## Information given
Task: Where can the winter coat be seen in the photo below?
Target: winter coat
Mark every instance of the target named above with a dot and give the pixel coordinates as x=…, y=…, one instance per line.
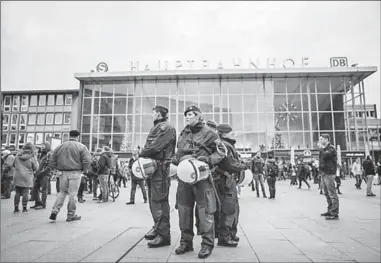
x=25, y=166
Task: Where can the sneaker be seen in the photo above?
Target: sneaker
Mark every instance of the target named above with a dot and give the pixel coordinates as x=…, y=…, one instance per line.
x=330, y=217
x=74, y=218
x=53, y=216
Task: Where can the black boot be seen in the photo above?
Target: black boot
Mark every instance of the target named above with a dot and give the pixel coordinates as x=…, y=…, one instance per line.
x=159, y=241
x=204, y=252
x=151, y=235
x=183, y=248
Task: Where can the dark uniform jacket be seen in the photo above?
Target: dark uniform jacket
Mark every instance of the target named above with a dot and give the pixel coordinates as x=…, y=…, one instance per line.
x=199, y=140
x=161, y=141
x=231, y=163
x=368, y=167
x=328, y=160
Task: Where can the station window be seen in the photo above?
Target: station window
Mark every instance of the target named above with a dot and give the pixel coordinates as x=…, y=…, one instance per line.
x=4, y=139
x=12, y=139
x=21, y=141
x=42, y=100
x=41, y=118
x=50, y=100
x=58, y=118
x=30, y=137
x=7, y=103
x=24, y=103
x=39, y=138
x=65, y=136
x=68, y=99
x=49, y=118
x=22, y=125
x=32, y=119
x=16, y=103
x=14, y=122
x=5, y=122
x=67, y=118
x=33, y=100
x=59, y=100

## What is required
Please return every line of the records that contains the word "station".

## Response below
Task: Where can the station window be seen in the photo above?
Target: station window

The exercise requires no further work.